__TASK BRIEF__
Please repeat verbatim the lines of the material below, from the line with "the window in" up to and including the line with "xmin=314 ymin=132 xmax=585 ymax=340".

────

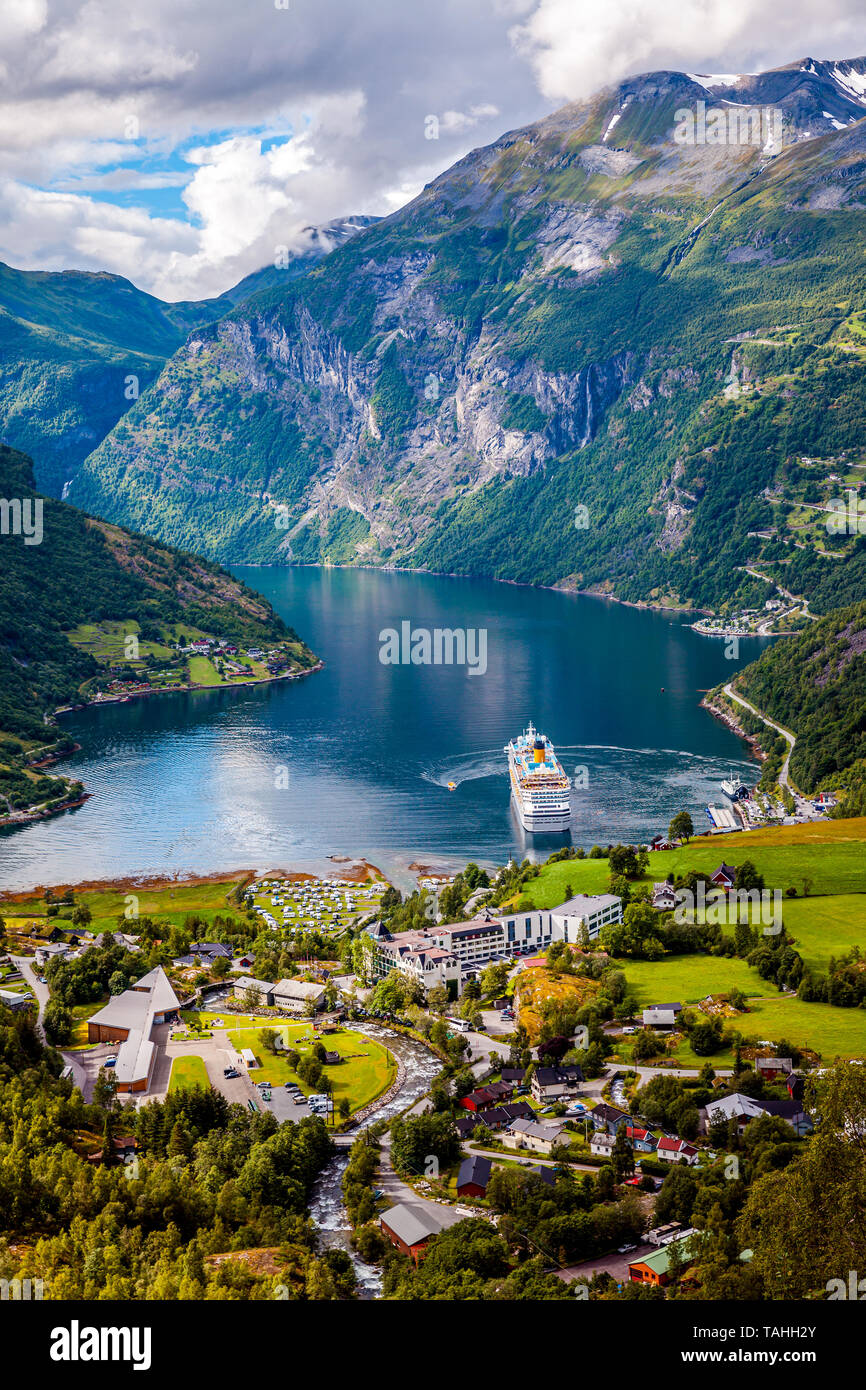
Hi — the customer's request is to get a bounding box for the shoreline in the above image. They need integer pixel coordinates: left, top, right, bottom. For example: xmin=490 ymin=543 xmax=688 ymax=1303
xmin=53 ymin=659 xmax=325 ymax=722
xmin=0 ymin=659 xmax=325 ymax=830
xmin=0 ymin=856 xmax=389 ymax=912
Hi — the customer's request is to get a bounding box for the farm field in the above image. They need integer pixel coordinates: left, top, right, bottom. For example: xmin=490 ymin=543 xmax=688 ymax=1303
xmin=168 ymin=1056 xmax=210 ymax=1093
xmin=783 ymin=892 xmax=866 ymax=972
xmin=189 ymin=656 xmax=222 ymax=685
xmin=228 ymin=1019 xmax=396 ymax=1112
xmin=523 ymin=817 xmax=866 ymax=910
xmin=0 ymin=873 xmax=249 ymax=934
xmin=616 ymin=955 xmax=776 ymax=1008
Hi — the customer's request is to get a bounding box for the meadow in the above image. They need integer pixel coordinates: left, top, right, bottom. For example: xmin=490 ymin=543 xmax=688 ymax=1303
xmin=223 ymin=1015 xmax=396 ymax=1113
xmin=168 ymin=1056 xmax=210 ymax=1093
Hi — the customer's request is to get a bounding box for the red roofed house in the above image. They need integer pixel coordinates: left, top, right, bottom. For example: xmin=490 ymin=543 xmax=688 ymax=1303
xmin=656 ymin=1137 xmax=698 ymax=1163
xmin=710 ymin=865 xmax=737 ymax=892
xmin=626 ymin=1125 xmax=657 ymax=1154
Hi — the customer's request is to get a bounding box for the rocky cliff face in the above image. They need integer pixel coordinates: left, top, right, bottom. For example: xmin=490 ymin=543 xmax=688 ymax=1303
xmin=70 ymin=60 xmax=866 ymax=614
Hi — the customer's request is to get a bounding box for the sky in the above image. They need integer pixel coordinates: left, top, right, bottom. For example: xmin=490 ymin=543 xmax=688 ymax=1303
xmin=0 ymin=0 xmax=866 ymax=300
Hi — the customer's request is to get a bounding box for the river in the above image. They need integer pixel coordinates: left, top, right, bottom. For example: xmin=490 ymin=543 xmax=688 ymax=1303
xmin=310 ymin=1023 xmax=442 ymax=1298
xmin=0 ymin=567 xmax=766 ymax=888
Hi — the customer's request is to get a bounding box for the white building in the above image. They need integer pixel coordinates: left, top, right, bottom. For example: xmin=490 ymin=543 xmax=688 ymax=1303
xmin=502 ymin=892 xmax=623 ymax=955
xmin=271 ymin=980 xmax=325 ymax=1013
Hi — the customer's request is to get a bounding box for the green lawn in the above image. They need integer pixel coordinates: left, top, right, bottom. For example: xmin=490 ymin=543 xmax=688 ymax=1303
xmin=625 ymin=955 xmax=774 ymax=1008
xmin=168 ymin=1056 xmax=210 ymax=1091
xmin=783 ymin=892 xmax=866 ymax=972
xmin=742 ymin=995 xmax=866 ymax=1062
xmin=228 ymin=1019 xmax=396 ymax=1112
xmin=189 ymin=656 xmax=222 ymax=685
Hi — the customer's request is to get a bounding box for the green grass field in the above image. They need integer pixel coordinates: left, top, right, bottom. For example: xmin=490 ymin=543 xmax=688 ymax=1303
xmin=783 ymin=892 xmax=866 ymax=972
xmin=617 ymin=955 xmax=776 ymax=1008
xmin=1 ymin=874 xmax=252 ymax=934
xmin=621 ymin=955 xmax=866 ymax=1066
xmin=168 ymin=1056 xmax=210 ymax=1091
xmin=189 ymin=656 xmax=222 ymax=685
xmin=225 ymin=1015 xmax=396 ymax=1112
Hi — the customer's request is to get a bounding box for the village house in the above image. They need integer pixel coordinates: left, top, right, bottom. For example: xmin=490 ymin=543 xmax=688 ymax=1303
xmin=272 ymin=980 xmax=325 ymax=1013
xmin=530 ymin=1065 xmax=584 ymax=1101
xmin=589 ymin=1130 xmax=616 ymax=1158
xmin=502 ymin=1119 xmax=569 ymax=1154
xmin=628 ymin=1236 xmax=696 ymax=1289
xmin=641 ymin=1004 xmax=683 ymax=1029
xmin=755 ymin=1056 xmax=794 ymax=1081
xmin=710 ymin=865 xmax=737 ymax=892
xmin=652 ymin=883 xmax=677 ymax=912
xmin=232 ymin=974 xmax=275 ymax=1006
xmin=460 ymin=1081 xmax=514 ymax=1111
xmin=455 ymin=1101 xmax=535 ymax=1138
xmin=626 ymin=1125 xmax=659 ymax=1154
xmin=0 ymin=990 xmax=35 ymax=1013
xmin=457 ymin=1154 xmax=493 ymax=1197
xmin=589 ymin=1101 xmax=630 ymax=1134
xmin=379 ymin=1202 xmax=443 ymax=1265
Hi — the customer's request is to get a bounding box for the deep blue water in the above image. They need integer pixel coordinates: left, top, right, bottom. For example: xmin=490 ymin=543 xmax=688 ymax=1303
xmin=0 ymin=569 xmax=766 ymax=887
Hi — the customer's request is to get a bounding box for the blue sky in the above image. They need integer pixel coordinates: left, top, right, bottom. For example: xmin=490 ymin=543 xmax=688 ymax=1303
xmin=0 ymin=0 xmax=866 ymax=299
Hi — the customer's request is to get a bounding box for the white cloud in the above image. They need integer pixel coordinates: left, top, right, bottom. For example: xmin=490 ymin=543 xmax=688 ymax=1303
xmin=0 ymin=0 xmax=866 ymax=299
xmin=510 ymin=0 xmax=866 ymax=103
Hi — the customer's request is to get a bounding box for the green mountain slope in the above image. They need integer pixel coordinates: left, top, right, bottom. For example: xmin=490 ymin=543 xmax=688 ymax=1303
xmin=733 ymin=602 xmax=866 ymax=816
xmin=0 ymin=445 xmax=316 ymax=819
xmin=0 ymin=217 xmax=371 ymax=496
xmin=71 ymin=60 xmax=866 ymax=612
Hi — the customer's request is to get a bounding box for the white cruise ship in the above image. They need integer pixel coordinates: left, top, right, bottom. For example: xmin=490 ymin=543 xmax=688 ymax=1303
xmin=505 ymin=724 xmax=571 ymax=833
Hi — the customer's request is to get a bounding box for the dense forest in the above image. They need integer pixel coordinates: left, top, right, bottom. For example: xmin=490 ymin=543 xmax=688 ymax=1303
xmin=0 ymin=1008 xmax=348 ymax=1300
xmin=0 ymin=445 xmax=314 ymax=806
xmin=734 ymin=600 xmax=866 ymax=816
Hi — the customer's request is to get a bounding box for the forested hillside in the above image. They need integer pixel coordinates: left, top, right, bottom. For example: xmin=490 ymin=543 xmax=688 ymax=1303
xmin=0 ymin=217 xmax=373 ymax=496
xmin=72 ymin=58 xmax=866 ymax=612
xmin=734 ymin=602 xmax=866 ymax=816
xmin=0 ymin=445 xmax=314 ymax=812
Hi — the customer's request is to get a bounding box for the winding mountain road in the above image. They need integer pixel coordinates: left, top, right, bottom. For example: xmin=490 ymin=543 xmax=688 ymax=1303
xmin=724 ymin=681 xmax=796 ymax=791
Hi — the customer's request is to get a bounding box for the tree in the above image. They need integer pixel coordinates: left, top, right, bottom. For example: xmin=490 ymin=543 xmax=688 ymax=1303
xmin=42 ymin=999 xmax=72 ymax=1047
xmin=667 ymin=810 xmax=695 ymax=844
xmin=93 ymin=1066 xmax=117 ymax=1111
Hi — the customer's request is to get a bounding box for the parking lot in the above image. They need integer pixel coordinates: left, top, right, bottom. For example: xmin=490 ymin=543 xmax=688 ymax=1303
xmin=555 ymin=1241 xmax=657 ymax=1284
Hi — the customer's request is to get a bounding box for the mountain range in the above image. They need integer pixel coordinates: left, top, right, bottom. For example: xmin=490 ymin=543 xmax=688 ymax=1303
xmin=0 ymin=217 xmax=374 ymax=496
xmin=0 ymin=58 xmax=866 ymax=806
xmin=42 ymin=58 xmax=866 ymax=612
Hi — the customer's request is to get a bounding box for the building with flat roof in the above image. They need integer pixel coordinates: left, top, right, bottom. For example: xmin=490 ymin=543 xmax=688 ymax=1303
xmin=271 ymin=979 xmax=325 ymax=1013
xmin=232 ymin=974 xmax=275 ymax=1005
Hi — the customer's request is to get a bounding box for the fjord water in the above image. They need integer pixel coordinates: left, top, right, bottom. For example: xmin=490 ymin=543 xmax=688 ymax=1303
xmin=0 ymin=567 xmax=766 ymax=888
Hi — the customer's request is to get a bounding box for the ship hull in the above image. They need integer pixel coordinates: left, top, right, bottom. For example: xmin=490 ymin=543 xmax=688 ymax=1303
xmin=512 ymin=795 xmax=571 ymax=835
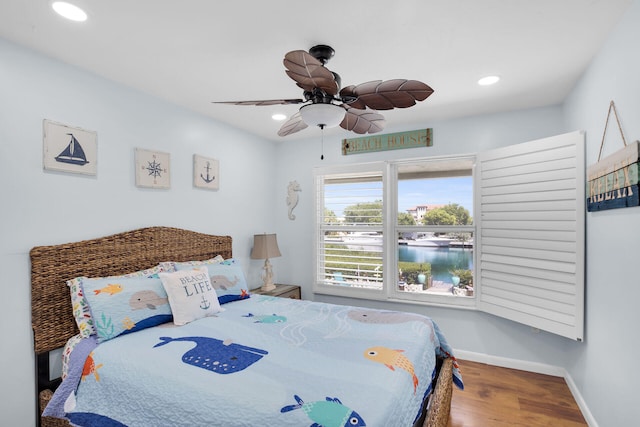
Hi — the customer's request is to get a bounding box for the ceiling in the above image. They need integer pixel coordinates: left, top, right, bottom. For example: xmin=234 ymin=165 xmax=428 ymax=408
xmin=0 ymin=0 xmax=632 ymax=140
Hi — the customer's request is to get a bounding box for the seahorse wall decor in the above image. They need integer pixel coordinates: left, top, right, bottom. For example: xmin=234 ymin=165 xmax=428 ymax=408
xmin=287 ymin=181 xmax=302 ymax=221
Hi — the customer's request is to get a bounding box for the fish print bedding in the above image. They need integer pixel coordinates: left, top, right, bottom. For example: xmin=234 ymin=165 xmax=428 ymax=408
xmin=43 ymin=295 xmax=463 ymax=427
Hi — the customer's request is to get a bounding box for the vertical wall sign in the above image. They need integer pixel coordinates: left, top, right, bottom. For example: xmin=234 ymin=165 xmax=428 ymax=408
xmin=342 ymin=128 xmax=433 ymax=156
xmin=587 ymin=101 xmax=640 ymax=212
xmin=42 ymin=119 xmax=98 ymax=175
xmin=193 ymin=154 xmax=220 ymax=190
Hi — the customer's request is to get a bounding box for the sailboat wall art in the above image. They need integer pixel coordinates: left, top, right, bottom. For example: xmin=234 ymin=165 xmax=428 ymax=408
xmin=42 ymin=119 xmax=98 ymax=175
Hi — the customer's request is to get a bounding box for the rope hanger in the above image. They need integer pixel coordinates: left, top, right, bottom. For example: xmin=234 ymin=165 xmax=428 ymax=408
xmin=598 ymin=101 xmax=627 ymax=161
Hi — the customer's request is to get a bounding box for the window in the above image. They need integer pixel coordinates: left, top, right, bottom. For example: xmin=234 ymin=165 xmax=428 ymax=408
xmin=316 ymin=164 xmax=385 ymax=295
xmin=314 ymin=132 xmax=585 ymax=340
xmin=316 ymin=157 xmax=474 ymax=305
xmin=390 ymin=157 xmax=475 ymax=305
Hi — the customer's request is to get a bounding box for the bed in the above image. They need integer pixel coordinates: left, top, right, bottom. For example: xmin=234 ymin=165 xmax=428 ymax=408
xmin=30 ymin=227 xmax=462 ymax=427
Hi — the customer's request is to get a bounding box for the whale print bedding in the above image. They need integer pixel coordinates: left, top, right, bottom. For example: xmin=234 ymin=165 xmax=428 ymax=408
xmin=43 ymin=295 xmax=463 ymax=427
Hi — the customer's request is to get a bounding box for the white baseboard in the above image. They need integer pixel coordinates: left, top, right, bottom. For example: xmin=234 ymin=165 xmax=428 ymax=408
xmin=453 ymin=349 xmax=598 ymax=427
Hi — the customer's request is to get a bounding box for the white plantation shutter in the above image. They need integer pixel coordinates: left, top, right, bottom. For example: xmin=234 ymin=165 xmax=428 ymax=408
xmin=475 ymin=132 xmax=586 ymax=341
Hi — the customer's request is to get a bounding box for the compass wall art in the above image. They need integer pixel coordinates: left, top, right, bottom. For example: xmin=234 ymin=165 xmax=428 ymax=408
xmin=42 ymin=119 xmax=98 ymax=175
xmin=135 ymin=148 xmax=171 ymax=188
xmin=193 ymin=154 xmax=220 ymax=190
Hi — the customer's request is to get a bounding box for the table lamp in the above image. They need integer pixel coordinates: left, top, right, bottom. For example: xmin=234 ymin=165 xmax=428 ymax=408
xmin=251 ymin=233 xmax=280 ymax=292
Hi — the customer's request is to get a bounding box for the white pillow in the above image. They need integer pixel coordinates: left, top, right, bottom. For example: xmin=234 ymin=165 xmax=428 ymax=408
xmin=158 ymin=267 xmax=222 ymax=325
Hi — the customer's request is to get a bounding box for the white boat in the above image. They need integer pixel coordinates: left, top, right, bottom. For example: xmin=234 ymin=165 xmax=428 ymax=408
xmin=407 ymin=236 xmax=454 ymax=247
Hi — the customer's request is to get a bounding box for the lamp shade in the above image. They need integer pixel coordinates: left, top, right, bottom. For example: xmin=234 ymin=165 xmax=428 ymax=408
xmin=300 ymin=104 xmax=346 ymax=128
xmin=251 ymin=233 xmax=280 ymax=259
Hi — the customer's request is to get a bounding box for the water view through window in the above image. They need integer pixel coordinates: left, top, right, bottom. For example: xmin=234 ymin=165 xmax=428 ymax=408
xmin=319 ymin=162 xmax=473 ymax=296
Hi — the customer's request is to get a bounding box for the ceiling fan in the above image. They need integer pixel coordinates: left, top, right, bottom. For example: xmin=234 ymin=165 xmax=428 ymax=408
xmin=214 ymin=45 xmax=433 ymax=136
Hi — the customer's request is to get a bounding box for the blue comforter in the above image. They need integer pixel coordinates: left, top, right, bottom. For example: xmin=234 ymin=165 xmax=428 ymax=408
xmin=44 ymin=295 xmax=462 ymax=427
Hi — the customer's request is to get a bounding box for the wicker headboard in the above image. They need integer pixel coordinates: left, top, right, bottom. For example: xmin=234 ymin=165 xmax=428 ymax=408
xmin=30 ymin=227 xmax=232 ymax=354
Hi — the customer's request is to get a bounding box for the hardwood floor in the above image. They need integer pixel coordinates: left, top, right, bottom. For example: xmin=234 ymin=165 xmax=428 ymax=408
xmin=448 ymin=360 xmax=587 ymax=427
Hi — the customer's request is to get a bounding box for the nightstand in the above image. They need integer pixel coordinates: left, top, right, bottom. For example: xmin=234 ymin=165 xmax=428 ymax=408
xmin=251 ymin=284 xmax=302 ymax=299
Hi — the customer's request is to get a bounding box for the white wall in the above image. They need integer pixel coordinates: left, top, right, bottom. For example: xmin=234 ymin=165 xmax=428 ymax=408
xmin=0 ymin=39 xmax=278 ymax=426
xmin=564 ymin=0 xmax=640 ymax=426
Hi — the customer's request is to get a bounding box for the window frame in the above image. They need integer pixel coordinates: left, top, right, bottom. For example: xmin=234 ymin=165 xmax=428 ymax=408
xmin=313 ymin=154 xmax=476 ymax=308
xmin=313 ymin=162 xmax=388 ymax=301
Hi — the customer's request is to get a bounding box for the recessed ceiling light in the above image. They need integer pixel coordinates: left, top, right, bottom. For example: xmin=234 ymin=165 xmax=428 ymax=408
xmin=478 ymin=76 xmax=500 ymax=86
xmin=51 ymin=1 xmax=87 ymax=22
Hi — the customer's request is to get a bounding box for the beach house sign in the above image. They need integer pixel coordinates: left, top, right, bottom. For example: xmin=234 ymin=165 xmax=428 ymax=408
xmin=342 ymin=128 xmax=433 ymax=156
xmin=587 ymin=141 xmax=640 ymax=212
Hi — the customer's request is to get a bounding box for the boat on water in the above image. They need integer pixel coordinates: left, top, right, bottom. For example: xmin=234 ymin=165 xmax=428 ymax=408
xmin=407 ymin=236 xmax=454 ymax=247
xmin=55 ymin=133 xmax=89 ymax=166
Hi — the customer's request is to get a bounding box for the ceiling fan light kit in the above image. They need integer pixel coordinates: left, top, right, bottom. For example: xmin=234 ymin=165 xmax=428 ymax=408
xmin=300 ymin=104 xmax=346 ymax=129
xmin=215 ymin=45 xmax=433 ymax=136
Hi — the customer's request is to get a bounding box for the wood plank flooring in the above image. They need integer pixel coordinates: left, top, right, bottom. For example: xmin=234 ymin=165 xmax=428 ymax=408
xmin=448 ymin=360 xmax=587 ymax=427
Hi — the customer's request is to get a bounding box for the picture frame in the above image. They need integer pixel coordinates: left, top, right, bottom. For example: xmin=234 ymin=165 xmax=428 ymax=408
xmin=42 ymin=119 xmax=98 ymax=176
xmin=193 ymin=154 xmax=220 ymax=191
xmin=135 ymin=148 xmax=171 ymax=189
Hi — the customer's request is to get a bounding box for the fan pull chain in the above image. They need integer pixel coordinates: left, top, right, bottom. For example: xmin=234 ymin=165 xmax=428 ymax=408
xmin=319 ymin=125 xmax=324 ymax=160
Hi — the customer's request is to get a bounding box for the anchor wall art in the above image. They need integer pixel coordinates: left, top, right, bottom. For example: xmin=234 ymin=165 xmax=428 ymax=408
xmin=193 ymin=154 xmax=220 ymax=190
xmin=42 ymin=119 xmax=98 ymax=175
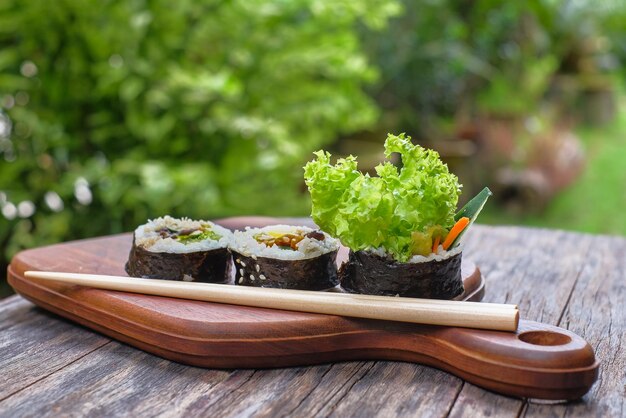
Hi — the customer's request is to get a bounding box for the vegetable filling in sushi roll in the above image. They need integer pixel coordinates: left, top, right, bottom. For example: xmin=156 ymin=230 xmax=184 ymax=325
xmin=304 ymin=134 xmax=491 ymax=299
xmin=231 ymin=225 xmax=339 ymax=290
xmin=126 ymin=216 xmax=232 ymax=283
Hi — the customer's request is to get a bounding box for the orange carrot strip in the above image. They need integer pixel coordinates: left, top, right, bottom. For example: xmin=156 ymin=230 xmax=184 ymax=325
xmin=433 ymin=237 xmax=441 ymax=253
xmin=442 ymin=216 xmax=469 ymax=250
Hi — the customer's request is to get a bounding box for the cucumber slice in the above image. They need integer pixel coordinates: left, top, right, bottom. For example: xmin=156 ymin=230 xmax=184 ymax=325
xmin=450 ymin=187 xmax=493 ymax=248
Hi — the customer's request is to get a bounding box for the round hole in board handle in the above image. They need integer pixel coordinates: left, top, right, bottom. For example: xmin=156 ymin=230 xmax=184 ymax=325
xmin=517 ymin=331 xmax=572 ymax=345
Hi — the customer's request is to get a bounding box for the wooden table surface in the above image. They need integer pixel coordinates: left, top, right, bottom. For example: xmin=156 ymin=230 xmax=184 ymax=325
xmin=0 ymin=225 xmax=626 ymax=417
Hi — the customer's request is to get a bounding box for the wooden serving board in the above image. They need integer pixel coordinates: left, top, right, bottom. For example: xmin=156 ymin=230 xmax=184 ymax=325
xmin=8 ymin=218 xmax=598 ymax=399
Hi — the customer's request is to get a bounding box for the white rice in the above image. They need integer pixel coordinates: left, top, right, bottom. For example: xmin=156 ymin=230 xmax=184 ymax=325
xmin=365 ymin=244 xmax=463 ymax=263
xmin=135 ymin=216 xmax=232 ymax=254
xmin=230 ymin=225 xmax=339 ymax=260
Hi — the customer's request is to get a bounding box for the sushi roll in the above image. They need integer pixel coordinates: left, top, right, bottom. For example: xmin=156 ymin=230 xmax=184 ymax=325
xmin=231 ymin=225 xmax=339 ymax=290
xmin=126 ymin=216 xmax=232 ymax=283
xmin=339 ymin=247 xmax=463 ymax=299
xmin=304 ymin=134 xmax=491 ymax=299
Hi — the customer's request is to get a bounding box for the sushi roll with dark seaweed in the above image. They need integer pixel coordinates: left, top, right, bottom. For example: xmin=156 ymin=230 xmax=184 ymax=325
xmin=126 ymin=216 xmax=232 ymax=283
xmin=231 ymin=225 xmax=339 ymax=290
xmin=305 ymin=134 xmax=491 ymax=299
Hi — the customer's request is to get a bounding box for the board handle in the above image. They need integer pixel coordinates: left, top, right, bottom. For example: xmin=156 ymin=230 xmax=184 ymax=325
xmin=368 ymin=320 xmax=599 ymax=400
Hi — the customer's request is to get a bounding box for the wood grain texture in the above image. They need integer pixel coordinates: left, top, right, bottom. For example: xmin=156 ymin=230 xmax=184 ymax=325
xmin=0 ymin=220 xmax=626 ymax=417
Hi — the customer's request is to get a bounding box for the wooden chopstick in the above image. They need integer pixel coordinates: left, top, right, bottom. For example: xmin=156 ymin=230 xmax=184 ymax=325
xmin=24 ymin=271 xmax=519 ymax=331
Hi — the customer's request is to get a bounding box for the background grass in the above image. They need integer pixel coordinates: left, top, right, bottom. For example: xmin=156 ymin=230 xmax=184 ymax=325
xmin=479 ymin=95 xmax=626 ymax=236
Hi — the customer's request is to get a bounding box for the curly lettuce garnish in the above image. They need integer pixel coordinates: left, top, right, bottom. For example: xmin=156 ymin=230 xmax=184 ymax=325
xmin=304 ymin=134 xmax=461 ymax=262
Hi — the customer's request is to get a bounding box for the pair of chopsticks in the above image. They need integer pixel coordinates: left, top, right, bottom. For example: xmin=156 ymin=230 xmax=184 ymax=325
xmin=24 ymin=271 xmax=519 ymax=331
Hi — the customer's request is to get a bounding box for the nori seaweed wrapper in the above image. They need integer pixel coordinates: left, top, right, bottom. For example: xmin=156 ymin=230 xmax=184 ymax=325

────

__REPLY__
Hi — the customer's request is to get a bounding box for the window in the above image. They need integer pixel coordinates: left, top, right, bottom. For example: xmin=234 ymin=165 xmax=428 ymax=408
xmin=316 ymin=164 xmax=385 ymax=295
xmin=314 ymin=132 xmax=585 ymax=340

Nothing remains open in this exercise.